Votre objectif:
Recopiez mot pour mot le passage du texte sur le libre-échange qui commence à "Par ailleurs, dans" et se termine à "lieux de production.".

══ Passage extrait

D’aucuns défendent depuis quelque temps, pour la Suisse, la conclusion de différents traités de libre-échange – entre l’AELE et l’Inde récemment, ou avec l’Indonésie il y a trois ans –, pour notre économie mais aussi pour diminuer notre dépendance envers l’Union européenne.

Bien entendu, il est préférable d’avoir des relations économiques avec plusieurs pays que de dépendre uniquement d’un seul Etat. Mais, si nos relations avec les pays de l’UE nous rendent dépendants, d’autres relations avec d’autres pays nous rendent simplement dépendants de davantage de pays (et moins de chacun séparément). Plus fondamentalement, se maintenir dans la logique du libre-échange renforce-t-il la souveraineté d’un pays?

Les théories favorables au commerce international et au libre-échange, depuis Adam Smith ou David Ricardo, prônent la division internationale du travail où chaque pays se spécialise dans ce pour quoi il est le meilleur et importe le reste. Ceci permettant d’augmenter la production globale et de diminuer les prix pour les consommateurs. La logique n’est donc pas tournée vers l’autonomie des pays. Leur consommation est assurée en grande partie par des importations.

La théorie ne prend pas en compte une différence qualitative. En effet, ce n’est pas la même chose d’importer du blé et des armes (ou des masques médicaux, par exemple) que de dépendre des autres pour les jouets et les parapluies. Certaines productions sont plus importantes et offrent plus d’indépendance, ou de poids.

Par ailleurs, dans le libre-échange, la dépendance n’est pas liée qu’aux importations. Nous dépendons aussi des routes commerciales. Un bateau se coince dans le canal de Suez et tout le système se grippe, même si le canal est bien loin des consommateurs et des lieux de production.

Enfin, le poids des exportations pourrait aussi être interrogé. En effet, les pays qui importent notre production peuvent décider de limiter leurs importations, ou ne plus avoir les moyens de les acheter à cause de problèmes économiques ou autres. Dans les deux cas, nous ne pourrions plus exporter chez eux, à cause de facteurs que nous ne pourrons pas contrôler ni même influencer. Si une grande part de notre économie dépend de ces exportations, nous connaîtrons alors à notre tour de grandes difficultés.

Plus généralement, ce modèle théorique développe évidemment une grande interdépendance entre les différents pays, puisque tous ont besoin du commerce international et des productions des autres pays.

Enfin, historiquement, le libre-échange a été imposé à de nombreuses régions du monde par les puissances coloniales qui conservaient, quant à elles, une politique protectionniste1. L’occasion de mentionner aussi les analyses qui lient l’impérialisme à la division internationale et capitaliste du travail.

A l’inverse du libre-échange, le protectionnisme et la préférence nationale permettent de limiter les importations et de défendre la production intérieure. Un pays décide de produire ce dont il a besoin ou de limiter les importations stratégiques. Friedrich List avait théorisé, entre autres, l’usage du protectionnisme pour développer un nouveau secteur ou une nouvelle production. Plus largement, il est possible de développer une vision limitant les interdépendances entre les pays pour favoriser une logique d’autosuffisance nationale, pour reprendre l’expression de Keynes2, qui mettrait réellement en son cœur la défense de la souveraineté nationale et le renforcement de l’indépendance du pays.

Notes:

1   Voir la deuxième partie de Jacques Sapir, Le protectionnisme, coll. Que-sais-je, 2023, 126 p.

════
══ Entrées extraites

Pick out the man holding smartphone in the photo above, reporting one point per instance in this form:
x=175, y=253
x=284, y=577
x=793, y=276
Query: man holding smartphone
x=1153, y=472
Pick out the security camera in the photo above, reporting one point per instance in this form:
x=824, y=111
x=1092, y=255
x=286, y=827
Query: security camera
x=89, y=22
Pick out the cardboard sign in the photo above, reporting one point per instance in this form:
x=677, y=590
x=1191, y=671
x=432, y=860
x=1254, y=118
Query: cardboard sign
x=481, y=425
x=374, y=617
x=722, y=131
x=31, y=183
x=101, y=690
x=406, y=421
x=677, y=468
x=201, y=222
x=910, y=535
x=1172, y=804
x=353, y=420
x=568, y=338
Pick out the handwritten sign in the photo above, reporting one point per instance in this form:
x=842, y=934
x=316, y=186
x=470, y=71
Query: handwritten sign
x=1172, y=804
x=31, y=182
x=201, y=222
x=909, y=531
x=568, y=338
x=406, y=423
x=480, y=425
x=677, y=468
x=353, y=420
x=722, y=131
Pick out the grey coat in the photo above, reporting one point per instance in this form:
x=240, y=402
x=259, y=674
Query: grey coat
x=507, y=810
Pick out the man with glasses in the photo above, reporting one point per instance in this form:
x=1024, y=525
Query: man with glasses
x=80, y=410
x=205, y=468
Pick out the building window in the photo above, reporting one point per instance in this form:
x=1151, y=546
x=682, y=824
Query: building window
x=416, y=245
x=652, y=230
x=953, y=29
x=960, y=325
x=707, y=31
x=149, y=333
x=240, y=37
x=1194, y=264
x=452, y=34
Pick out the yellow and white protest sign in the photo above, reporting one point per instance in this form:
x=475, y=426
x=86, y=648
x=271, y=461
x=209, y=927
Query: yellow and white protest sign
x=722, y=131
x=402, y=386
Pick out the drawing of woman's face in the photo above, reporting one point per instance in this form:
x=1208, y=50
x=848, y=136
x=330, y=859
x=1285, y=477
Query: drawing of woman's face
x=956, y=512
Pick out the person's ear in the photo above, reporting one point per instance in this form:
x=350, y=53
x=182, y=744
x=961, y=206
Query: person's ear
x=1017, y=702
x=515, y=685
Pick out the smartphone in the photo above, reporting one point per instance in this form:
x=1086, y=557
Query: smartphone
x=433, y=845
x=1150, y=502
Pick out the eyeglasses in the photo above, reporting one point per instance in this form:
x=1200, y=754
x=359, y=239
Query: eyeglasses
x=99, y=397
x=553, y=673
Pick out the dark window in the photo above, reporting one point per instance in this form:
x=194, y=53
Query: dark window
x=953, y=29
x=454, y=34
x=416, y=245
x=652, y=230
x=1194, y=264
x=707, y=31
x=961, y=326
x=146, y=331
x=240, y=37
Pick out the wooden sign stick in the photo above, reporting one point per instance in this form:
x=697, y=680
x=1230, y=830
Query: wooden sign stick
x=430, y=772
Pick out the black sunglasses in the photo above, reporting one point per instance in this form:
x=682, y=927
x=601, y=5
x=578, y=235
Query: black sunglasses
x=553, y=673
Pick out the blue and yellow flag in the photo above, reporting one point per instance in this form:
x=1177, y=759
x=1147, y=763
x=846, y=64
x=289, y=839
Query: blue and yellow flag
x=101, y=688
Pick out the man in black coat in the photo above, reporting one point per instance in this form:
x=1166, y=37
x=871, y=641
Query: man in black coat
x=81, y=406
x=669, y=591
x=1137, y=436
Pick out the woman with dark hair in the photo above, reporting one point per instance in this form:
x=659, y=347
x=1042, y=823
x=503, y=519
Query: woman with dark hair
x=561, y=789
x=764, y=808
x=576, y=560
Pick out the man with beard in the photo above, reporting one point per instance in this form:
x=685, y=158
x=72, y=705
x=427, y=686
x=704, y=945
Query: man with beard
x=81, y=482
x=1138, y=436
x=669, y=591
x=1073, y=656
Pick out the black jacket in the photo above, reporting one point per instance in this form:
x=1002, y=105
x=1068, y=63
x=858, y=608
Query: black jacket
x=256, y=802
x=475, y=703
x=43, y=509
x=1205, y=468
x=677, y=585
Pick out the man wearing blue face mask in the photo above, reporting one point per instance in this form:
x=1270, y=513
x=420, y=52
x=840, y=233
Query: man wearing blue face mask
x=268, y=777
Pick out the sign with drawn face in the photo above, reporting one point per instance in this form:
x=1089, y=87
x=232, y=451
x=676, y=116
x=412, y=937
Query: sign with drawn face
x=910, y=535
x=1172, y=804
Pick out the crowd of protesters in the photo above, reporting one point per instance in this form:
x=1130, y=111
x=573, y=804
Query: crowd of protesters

════

Tâche accomplie:
Par ailleurs, dans le libre-échange, la dépendance n’est pas liée qu’aux importations. Nous dépendons aussi des routes commerciales. Un bateau se coince dans le canal de Suez et tout le système se grippe, même si le canal est bien loin des consommateurs et des lieux de production.